Copy out each of the lines below with no changes.

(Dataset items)
··········

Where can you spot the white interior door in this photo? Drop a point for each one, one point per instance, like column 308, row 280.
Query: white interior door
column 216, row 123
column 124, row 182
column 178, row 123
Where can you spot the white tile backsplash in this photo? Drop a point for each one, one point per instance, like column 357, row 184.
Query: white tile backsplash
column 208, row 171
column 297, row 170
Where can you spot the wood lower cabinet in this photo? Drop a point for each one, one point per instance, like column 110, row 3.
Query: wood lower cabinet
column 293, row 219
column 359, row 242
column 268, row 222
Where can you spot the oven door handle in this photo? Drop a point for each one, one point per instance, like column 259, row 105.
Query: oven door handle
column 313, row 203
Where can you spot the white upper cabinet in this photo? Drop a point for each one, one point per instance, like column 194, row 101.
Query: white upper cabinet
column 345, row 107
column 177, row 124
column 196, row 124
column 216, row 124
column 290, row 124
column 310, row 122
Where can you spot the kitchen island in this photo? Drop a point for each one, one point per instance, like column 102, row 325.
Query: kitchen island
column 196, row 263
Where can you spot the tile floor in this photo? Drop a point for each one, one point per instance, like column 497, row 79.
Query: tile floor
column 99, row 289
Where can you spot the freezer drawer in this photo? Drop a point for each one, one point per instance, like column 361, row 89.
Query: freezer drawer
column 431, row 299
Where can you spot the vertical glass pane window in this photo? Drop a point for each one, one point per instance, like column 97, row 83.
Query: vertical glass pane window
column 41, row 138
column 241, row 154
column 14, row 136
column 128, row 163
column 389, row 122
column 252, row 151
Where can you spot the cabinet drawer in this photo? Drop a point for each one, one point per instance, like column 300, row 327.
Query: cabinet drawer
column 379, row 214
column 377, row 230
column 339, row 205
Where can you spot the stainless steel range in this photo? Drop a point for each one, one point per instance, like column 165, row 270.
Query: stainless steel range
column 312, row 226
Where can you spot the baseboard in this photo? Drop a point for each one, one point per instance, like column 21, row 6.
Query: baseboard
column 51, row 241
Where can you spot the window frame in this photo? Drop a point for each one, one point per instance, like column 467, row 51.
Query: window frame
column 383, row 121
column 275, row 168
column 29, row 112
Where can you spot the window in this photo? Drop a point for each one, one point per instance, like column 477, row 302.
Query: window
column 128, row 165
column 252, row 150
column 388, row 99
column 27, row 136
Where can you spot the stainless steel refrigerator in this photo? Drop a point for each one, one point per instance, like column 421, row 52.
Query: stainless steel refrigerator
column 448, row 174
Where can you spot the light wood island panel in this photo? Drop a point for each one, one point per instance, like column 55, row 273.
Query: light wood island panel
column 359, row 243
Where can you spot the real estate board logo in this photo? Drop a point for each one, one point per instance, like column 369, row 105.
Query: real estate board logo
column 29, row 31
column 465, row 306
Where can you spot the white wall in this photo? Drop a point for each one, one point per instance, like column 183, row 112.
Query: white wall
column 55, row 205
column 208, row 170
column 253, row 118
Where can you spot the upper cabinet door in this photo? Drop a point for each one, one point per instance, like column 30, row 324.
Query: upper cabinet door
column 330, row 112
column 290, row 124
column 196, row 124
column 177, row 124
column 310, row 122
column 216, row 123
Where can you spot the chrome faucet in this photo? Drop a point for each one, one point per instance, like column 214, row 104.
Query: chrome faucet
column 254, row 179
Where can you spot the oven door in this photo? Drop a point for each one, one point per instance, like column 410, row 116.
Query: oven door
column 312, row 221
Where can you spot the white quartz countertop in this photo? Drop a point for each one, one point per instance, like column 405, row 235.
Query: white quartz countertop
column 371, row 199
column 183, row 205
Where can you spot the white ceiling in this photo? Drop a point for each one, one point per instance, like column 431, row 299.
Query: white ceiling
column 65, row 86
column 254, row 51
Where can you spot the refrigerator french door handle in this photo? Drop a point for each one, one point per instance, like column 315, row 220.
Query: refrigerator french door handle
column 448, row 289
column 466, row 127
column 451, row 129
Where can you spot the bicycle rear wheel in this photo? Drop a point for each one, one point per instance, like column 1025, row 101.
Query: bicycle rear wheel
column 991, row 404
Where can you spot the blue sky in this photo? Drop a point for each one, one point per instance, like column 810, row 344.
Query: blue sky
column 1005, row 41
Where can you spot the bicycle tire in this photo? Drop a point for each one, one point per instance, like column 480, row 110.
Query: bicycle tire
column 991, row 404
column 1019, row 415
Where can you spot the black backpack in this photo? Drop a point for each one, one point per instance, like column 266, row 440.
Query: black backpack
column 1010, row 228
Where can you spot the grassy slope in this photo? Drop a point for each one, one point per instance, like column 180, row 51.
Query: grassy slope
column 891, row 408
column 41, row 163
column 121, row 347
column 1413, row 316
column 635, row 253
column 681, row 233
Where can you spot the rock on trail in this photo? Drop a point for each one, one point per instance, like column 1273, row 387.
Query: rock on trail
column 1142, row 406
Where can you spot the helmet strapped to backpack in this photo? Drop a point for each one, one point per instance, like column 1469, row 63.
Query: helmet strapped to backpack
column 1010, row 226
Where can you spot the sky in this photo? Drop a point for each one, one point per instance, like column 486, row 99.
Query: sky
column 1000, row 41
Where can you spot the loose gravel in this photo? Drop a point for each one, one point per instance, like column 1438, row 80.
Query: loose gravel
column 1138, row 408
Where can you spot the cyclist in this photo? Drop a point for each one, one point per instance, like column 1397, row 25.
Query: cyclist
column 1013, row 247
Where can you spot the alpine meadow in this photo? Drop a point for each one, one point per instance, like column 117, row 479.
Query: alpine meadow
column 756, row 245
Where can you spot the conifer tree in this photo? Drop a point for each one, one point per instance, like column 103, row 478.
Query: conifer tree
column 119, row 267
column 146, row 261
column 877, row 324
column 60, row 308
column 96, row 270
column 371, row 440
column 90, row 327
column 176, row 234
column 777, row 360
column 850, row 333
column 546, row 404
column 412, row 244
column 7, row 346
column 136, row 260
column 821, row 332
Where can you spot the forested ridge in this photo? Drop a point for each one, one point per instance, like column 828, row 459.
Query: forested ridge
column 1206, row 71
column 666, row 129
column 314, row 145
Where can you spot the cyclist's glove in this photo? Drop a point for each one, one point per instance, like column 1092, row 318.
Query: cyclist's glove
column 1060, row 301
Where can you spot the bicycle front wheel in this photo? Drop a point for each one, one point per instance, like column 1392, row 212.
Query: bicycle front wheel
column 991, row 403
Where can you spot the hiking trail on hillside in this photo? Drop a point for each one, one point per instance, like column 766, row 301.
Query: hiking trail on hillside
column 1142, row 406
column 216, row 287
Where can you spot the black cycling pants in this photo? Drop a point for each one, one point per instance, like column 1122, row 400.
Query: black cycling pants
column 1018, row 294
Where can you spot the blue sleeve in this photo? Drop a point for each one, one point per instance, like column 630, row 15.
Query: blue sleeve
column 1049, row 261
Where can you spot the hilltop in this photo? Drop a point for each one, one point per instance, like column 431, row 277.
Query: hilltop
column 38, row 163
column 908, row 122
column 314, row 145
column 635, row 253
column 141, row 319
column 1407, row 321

··········

• _Result_
Where can you spot the white interior door in this photo? Drop a point for each one, one point per instance, like column 308, row 280.
Query: white interior door
column 216, row 123
column 124, row 182
column 178, row 123
Where can you spot the white tile backsplash in this photo? Drop a point for each one, one point per instance, like column 357, row 184.
Query: white tile backsplash
column 208, row 171
column 297, row 170
Where can you spot the wood lower cabinet in this photo? Drop a point for each one, one point per instance, like column 110, row 3.
Query: wood lower cabinet
column 293, row 219
column 359, row 242
column 268, row 222
Where can you spot the oven door handle in this photo? Drop a point for each one, one point per instance, like column 259, row 105.
Query: oven door handle
column 313, row 203
Where can you spot the white upper cabinet in this photo? Drop a point for each one, one point per instance, like column 194, row 101.
Query: white upper cabinet
column 345, row 107
column 177, row 124
column 196, row 124
column 216, row 124
column 290, row 124
column 310, row 122
Where can you spot the kitchen island in this photo? Drop a point for each one, one point per instance, like column 102, row 325.
Query: kitchen island
column 196, row 263
Where can you spot the tile floor in this photo? Drop a point for each one, one point per instance, like column 497, row 79.
Query: tile floor
column 99, row 289
Where can you spot the freezer drawer in this photo? Drop a point for each one, one point per instance, like column 361, row 89.
Query: freezer drawer
column 431, row 299
Where can you spot the vertical glass pane window in this photo? Drop a point for each one, one point per instance, like column 97, row 83.
Query: vertical glass pane window
column 41, row 138
column 241, row 154
column 14, row 136
column 128, row 163
column 389, row 122
column 252, row 151
Where can you spot the cabinet drawer in this photo? Drop a point for each one, one point per instance, like column 300, row 327.
Query: cabinet drawer
column 379, row 214
column 377, row 230
column 339, row 205
Where can you spot the stainless steel range in this photo? Drop a point for each one, one point per instance, like column 165, row 270.
Query: stainless steel range
column 312, row 226
Where can you spot the baseboard in this photo? Drop a point for each one, one point per instance, like column 21, row 6.
Query: baseboard
column 51, row 241
Where can you spot the window frame in this photo? Drop a point for each one, one point per instance, like column 467, row 51.
Query: window frame
column 383, row 121
column 275, row 168
column 29, row 112
Where can you spot the window in this photo? Drop a point for each one, one point per instance, like column 477, row 302.
Query: window
column 128, row 165
column 252, row 150
column 388, row 99
column 27, row 136
Where can you spot the stainless steel refrigerator in this photo? Drop a point for each one, one point per instance, like column 421, row 52.
Query: stainless steel refrigerator
column 448, row 174
Where can you spot the light wood island panel in this photo? Drop a point for each one, one point per instance, like column 55, row 273.
Query: light wood island panel
column 359, row 243
Where can you spot the real estate board logo in this photo? Drop a point for each one, one point per instance, like column 369, row 105.
Query: real estate board logo
column 29, row 31
column 465, row 306
Where can you spot the white wall in this photo? Drop a point for each one, one point per instance, like column 183, row 112.
Query: white wall
column 55, row 205
column 208, row 170
column 253, row 118
Where can you spot the upper cabinet door in this photo? Drop a point for each one, one point per instance, like column 30, row 324.
Query: upper cabinet door
column 330, row 112
column 290, row 124
column 196, row 124
column 177, row 124
column 310, row 122
column 216, row 123
Where can you spot the chrome faucet in this photo? Drop a point for each one, one point per instance, like column 214, row 104.
Query: chrome faucet
column 254, row 179
Where can you spot the oven door in this photo? Drop a point for each one, one point per instance, like column 410, row 116.
Query: oven door
column 312, row 221
Where can you spot the white quartz countertop in this photo? Drop a point for each one, one point per instance, like column 405, row 235.
Query: white quartz countertop
column 371, row 199
column 183, row 205
Where can you spot the white ceiling in this photo? Drop a point for each one, one point per instance, like column 431, row 299.
Query: white ceiling
column 65, row 86
column 254, row 51
Where can you spot the refrigerator french door handle in this photo? Drop a point for each one, one point per instance, like column 315, row 220.
Query: refrigerator french door handle
column 448, row 289
column 466, row 127
column 451, row 129
Where can you spot the bicycle rear wheel in this photo? Drop a point for each one, one point per instance, like column 1025, row 101.
Query: bicycle rear wheel
column 991, row 404
Where can you spot the blue sky in this photo? Drop a point for each one, one point per instance, like column 810, row 344.
Query: blue sky
column 1005, row 41
Where can you spot the bicycle tire in this photo? Drop a point for each one, one point per instance, like column 480, row 110.
Query: bicycle tire
column 991, row 404
column 1019, row 415
Where can you spot the black backpack in this photo? Drop a point for each one, one point per instance, like column 266, row 440.
Query: black backpack
column 1010, row 228
Where can you spot the grassy slope in this photo? Drop a point for each one, one point per instance, like column 180, row 51.
Query: grassy slope
column 891, row 408
column 41, row 163
column 121, row 347
column 1413, row 316
column 635, row 253
column 681, row 233
Where can you spot the rock on trail in this photo? Drop a point for each one, one point per instance, like column 1273, row 387.
Query: rock on trail
column 1142, row 406
Where can you spot the helmet strapped to backpack in this photo? Drop a point for each one, one point per instance, like column 1469, row 63.
Query: helmet strapped to backpack
column 1010, row 226
Where can you spot the sky in this photo? Drop a point for each one, one point per instance, like column 486, row 99.
Query: sky
column 1000, row 41
Where can you spot the loose gravel in this photo? Drop a point for each one, one point per instance, like column 1438, row 80.
Query: loose gravel
column 1138, row 408
Where can you spot the cyclist in this photo? Drop a point for each one, one point per instance, like column 1397, row 25.
Query: cyclist
column 1013, row 247
Where can you spot the alpine meadow in this photo? Drop a point for each one, one point per instance, like column 117, row 479.
Query: alpine meadow
column 756, row 245
Where can you spot the conifer tree in this photo? Drop a point for each one, one point per instance, like column 103, row 478.
Query: conifer tree
column 119, row 267
column 146, row 261
column 877, row 324
column 60, row 308
column 96, row 270
column 371, row 440
column 90, row 327
column 176, row 234
column 777, row 360
column 850, row 333
column 546, row 404
column 412, row 244
column 7, row 346
column 136, row 260
column 821, row 332
Where can you spot the forested ridge in this photo? Drop a point for each one, one point per instance, like column 828, row 459.
Query: forested ridge
column 1206, row 71
column 666, row 129
column 314, row 145
Where can you spot the cyclist's glove in this photo? Drop a point for each one, one point per instance, like column 1092, row 318.
Query: cyclist's glove
column 1060, row 301
Where can you spot the bicycle front wheel in this photo? Drop a point for each one, one point per instance, like column 1392, row 212.
Query: bicycle front wheel
column 991, row 403
Where can you spot the hiking trail on hillside in this photo? Drop a point for each one, one point per instance, like column 766, row 301.
Query: hiking trail on hillside
column 1142, row 406
column 216, row 287
Where can you spot the black cycling pants in this photo? Drop a point for each one, one point per instance, like column 1122, row 400.
Query: black cycling pants
column 1018, row 294
Where can you spot the blue sleeve in this photo? Drop a point for each one, one point per instance, like column 630, row 15.
Query: blue sleeve
column 1049, row 261
Where can you spot the hilltop in this photo? Drop a point for each one, one point per instance, like column 431, row 277.
Query: hilltop
column 38, row 163
column 908, row 122
column 314, row 145
column 635, row 253
column 141, row 319
column 1407, row 321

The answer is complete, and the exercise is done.